→ Information:
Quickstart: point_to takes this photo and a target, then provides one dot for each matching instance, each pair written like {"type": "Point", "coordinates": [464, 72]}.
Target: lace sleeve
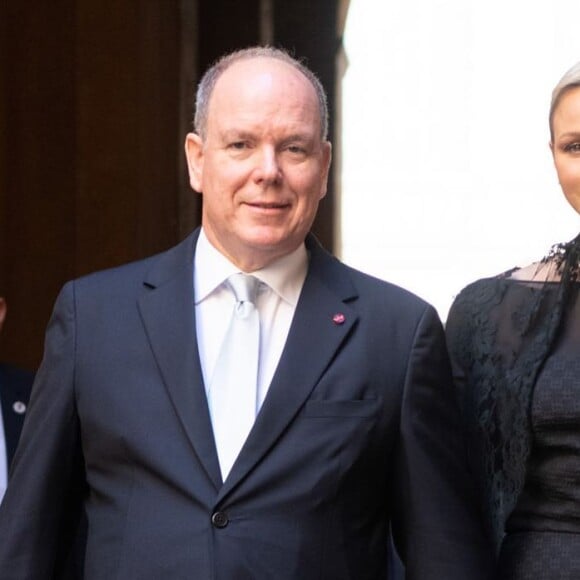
{"type": "Point", "coordinates": [498, 332]}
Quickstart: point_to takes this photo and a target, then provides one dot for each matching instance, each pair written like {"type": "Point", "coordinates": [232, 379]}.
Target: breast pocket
{"type": "Point", "coordinates": [342, 408]}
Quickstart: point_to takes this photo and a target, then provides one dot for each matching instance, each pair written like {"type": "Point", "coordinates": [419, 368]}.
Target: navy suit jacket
{"type": "Point", "coordinates": [359, 428]}
{"type": "Point", "coordinates": [15, 387]}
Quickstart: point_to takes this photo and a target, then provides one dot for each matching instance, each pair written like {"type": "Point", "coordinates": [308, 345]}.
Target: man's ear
{"type": "Point", "coordinates": [194, 155]}
{"type": "Point", "coordinates": [3, 309]}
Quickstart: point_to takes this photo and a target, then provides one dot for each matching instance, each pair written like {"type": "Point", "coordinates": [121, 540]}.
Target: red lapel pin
{"type": "Point", "coordinates": [338, 318]}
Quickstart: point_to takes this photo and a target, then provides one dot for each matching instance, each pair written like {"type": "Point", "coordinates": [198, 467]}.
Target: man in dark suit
{"type": "Point", "coordinates": [355, 424]}
{"type": "Point", "coordinates": [15, 385]}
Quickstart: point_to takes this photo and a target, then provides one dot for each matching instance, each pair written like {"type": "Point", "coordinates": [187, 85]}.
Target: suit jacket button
{"type": "Point", "coordinates": [220, 519]}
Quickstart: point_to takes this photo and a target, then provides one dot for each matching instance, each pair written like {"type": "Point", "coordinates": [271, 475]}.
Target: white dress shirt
{"type": "Point", "coordinates": [276, 302]}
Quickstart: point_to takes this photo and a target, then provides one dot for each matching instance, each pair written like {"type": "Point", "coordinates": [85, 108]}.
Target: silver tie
{"type": "Point", "coordinates": [233, 389]}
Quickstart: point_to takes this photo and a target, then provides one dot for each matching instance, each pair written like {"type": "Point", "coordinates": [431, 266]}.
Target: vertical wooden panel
{"type": "Point", "coordinates": [38, 175]}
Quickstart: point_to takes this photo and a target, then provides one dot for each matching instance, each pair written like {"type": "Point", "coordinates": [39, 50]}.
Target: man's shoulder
{"type": "Point", "coordinates": [157, 266]}
{"type": "Point", "coordinates": [16, 378]}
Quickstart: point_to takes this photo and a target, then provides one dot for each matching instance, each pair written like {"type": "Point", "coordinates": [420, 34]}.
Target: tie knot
{"type": "Point", "coordinates": [244, 287]}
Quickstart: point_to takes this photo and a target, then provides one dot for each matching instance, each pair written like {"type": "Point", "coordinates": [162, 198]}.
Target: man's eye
{"type": "Point", "coordinates": [573, 147]}
{"type": "Point", "coordinates": [296, 149]}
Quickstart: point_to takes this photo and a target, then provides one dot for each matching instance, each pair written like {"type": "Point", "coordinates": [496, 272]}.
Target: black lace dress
{"type": "Point", "coordinates": [515, 350]}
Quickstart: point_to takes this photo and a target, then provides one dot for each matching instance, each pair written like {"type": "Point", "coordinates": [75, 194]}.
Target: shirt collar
{"type": "Point", "coordinates": [285, 275]}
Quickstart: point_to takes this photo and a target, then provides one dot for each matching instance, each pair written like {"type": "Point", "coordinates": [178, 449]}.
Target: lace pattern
{"type": "Point", "coordinates": [500, 331]}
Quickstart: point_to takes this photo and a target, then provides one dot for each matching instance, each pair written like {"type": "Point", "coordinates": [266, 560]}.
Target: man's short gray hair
{"type": "Point", "coordinates": [209, 79]}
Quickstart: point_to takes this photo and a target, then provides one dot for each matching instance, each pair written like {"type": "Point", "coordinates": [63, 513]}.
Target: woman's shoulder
{"type": "Point", "coordinates": [491, 289]}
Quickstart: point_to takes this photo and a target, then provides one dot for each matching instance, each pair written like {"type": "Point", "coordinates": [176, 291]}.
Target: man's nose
{"type": "Point", "coordinates": [268, 167]}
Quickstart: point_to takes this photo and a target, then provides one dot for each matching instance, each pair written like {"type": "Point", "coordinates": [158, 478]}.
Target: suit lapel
{"type": "Point", "coordinates": [168, 314]}
{"type": "Point", "coordinates": [315, 336]}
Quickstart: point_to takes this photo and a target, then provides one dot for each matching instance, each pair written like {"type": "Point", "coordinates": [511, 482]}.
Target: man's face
{"type": "Point", "coordinates": [262, 167]}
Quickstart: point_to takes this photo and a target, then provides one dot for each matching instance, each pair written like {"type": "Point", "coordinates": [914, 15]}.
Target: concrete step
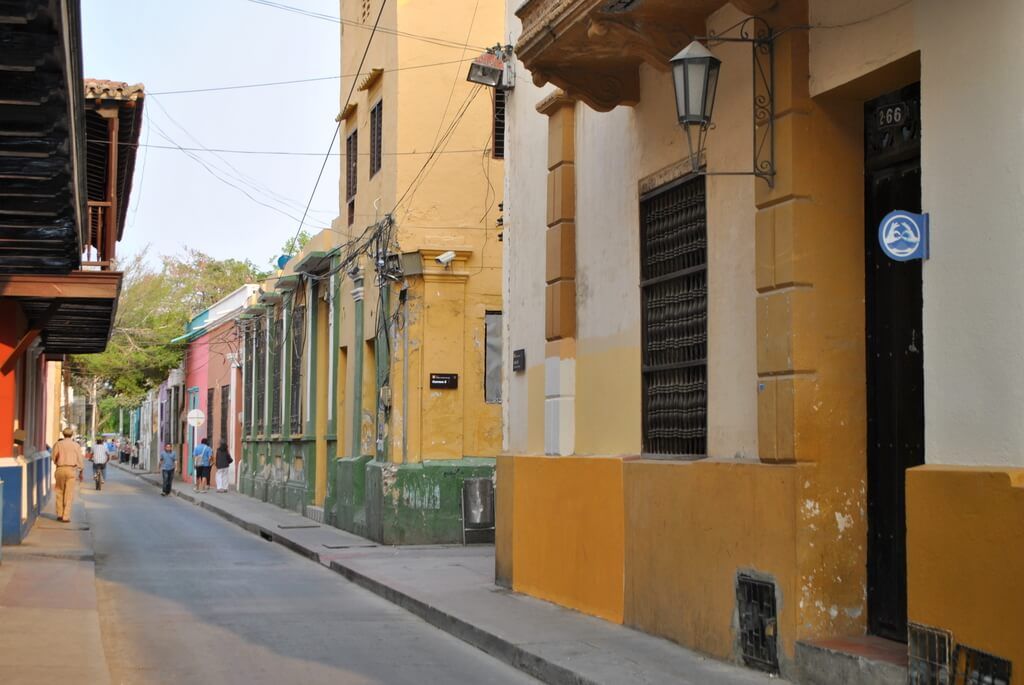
{"type": "Point", "coordinates": [857, 660]}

→ Task item: Every record should come back exactly as it is, though none of the pictures should.

→ Problem solution:
Quickstart: point_to takes this photo and a target, then provides one dot for each matching instance, each pair written like {"type": "Point", "coordinates": [464, 72]}.
Target: lace sleeve
{"type": "Point", "coordinates": [498, 332]}
Quickstart: point_to takes this photo and a target, then provides one dot for each matching instance, each pair written like {"type": "Point", "coordinates": [232, 379]}.
Target: breast pocket
{"type": "Point", "coordinates": [342, 408]}
Quickstart: point_to takes this photo and a target, then provides one dot for each matching instance, each pair written like {"type": "Point", "coordinates": [419, 368]}.
Target: navy suit jacket
{"type": "Point", "coordinates": [359, 428]}
{"type": "Point", "coordinates": [15, 387]}
Quickstart: point_to takes this photo and a target, then provides one dot for each matching instance, each pair written like {"type": "Point", "coordinates": [308, 345]}.
Target: man's ear
{"type": "Point", "coordinates": [194, 155]}
{"type": "Point", "coordinates": [3, 309]}
Quickstart: point_to takes this photo and a target, then provides one dot for each matching instance, each pair written like {"type": "Point", "coordinates": [121, 540]}.
Target: red lapel pin
{"type": "Point", "coordinates": [338, 318]}
Quickstart: point_to takes this photo and a target, then provides one dot for each matching instance, each pair written like {"type": "Point", "coordinates": [198, 467]}.
Target: man in dark suit
{"type": "Point", "coordinates": [355, 424]}
{"type": "Point", "coordinates": [15, 385]}
Quickstart: point_to takes this photo and a target, then provides one dot for each matching instance, each pair written like {"type": "Point", "coordinates": [187, 85]}.
Target: suit jacket button
{"type": "Point", "coordinates": [220, 519]}
Quickstart: point_to takes this photo and a target, then provides one dot for each matching instance, each pair written like {"type": "Point", "coordinates": [271, 475]}.
Target: white dress shirt
{"type": "Point", "coordinates": [276, 302]}
Quickstart: point_to takes this photo and a target, then provides one dot for each matching instance, each pair written like {"type": "Point", "coordinates": [85, 108]}.
Target: silver tie
{"type": "Point", "coordinates": [233, 389]}
Quickstart: point_to takes this photo and a target, then provides one dot for each matching instance, each pair written like {"type": "Point", "coordinates": [431, 266]}.
Target: vertical wooden panel
{"type": "Point", "coordinates": [38, 175]}
Quickstart: point_to takes this photo and a target, then provides one dot for each matching instance, each pair written like {"type": "Point", "coordinates": [39, 50]}.
Target: man's shoulder
{"type": "Point", "coordinates": [157, 266]}
{"type": "Point", "coordinates": [16, 378]}
Quickstart: point_to takes this photo and a target, then provides one dot for each matching instance, each pair written like {"type": "Point", "coordinates": [420, 34]}.
Target: tie knot
{"type": "Point", "coordinates": [244, 287]}
Quickstart: point_to takes this photo and a target, then provides one dot for each matching instance, each pair written like {"type": "Point", "coordinates": [162, 198]}.
Target: man's eye
{"type": "Point", "coordinates": [573, 147]}
{"type": "Point", "coordinates": [296, 149]}
Quickstart: point_to takes this photo and a target, then provides one dot for each matching instance, each pair written like {"type": "Point", "coordinates": [496, 272]}.
Target: black lace dress
{"type": "Point", "coordinates": [515, 350]}
Quickstart: point_to takes this photo and a target, then provides one dot for each matching instance, each pair written like {"type": "Point", "coordinates": [75, 194]}.
Target: shirt collar
{"type": "Point", "coordinates": [285, 275]}
Quickstart: point_to takes this photo and a target, then provides one dot for each matching instance, each pair written like {"type": "Point", "coordinates": [178, 449]}.
Target: lace pattern
{"type": "Point", "coordinates": [500, 331]}
Quickstart: point_to takes this photo and a target, then provides one dot for each matching instance, each pair written like {"type": "Point", "coordinates": [266, 560]}.
Target: man's short gray hair
{"type": "Point", "coordinates": [209, 79]}
Quickstart: point_to takes this photo and a target, then provides one dot for each matching instance, each pair written like {"type": "Point", "coordinates": [63, 513]}.
Target: woman's shoulder
{"type": "Point", "coordinates": [491, 289]}
Quickstart: point_to takes this photo and a target, then provides one dot for each matching instance, each pair written like {"type": "Point", "coordinates": [176, 291]}.
Target: man's nose
{"type": "Point", "coordinates": [268, 167]}
Quickstart: point_to takes this photo and a target, then provides one dot for each matching instance, each pair written like {"type": "Point", "coordinates": [158, 478]}.
Target: suit lapel
{"type": "Point", "coordinates": [168, 314]}
{"type": "Point", "coordinates": [315, 336]}
Quickstart: point_to takes this photo and a target, then provides one dot for each matching instance, each pair written like {"type": "Point", "coordinates": [511, 482]}.
Target: man's face
{"type": "Point", "coordinates": [262, 167]}
Quickstart: point_to takes this photo and a target, then provides one dot for each matching instance, each pair written like {"type": "Point", "coordinates": [914, 15]}.
Target: concrete step
{"type": "Point", "coordinates": [857, 660]}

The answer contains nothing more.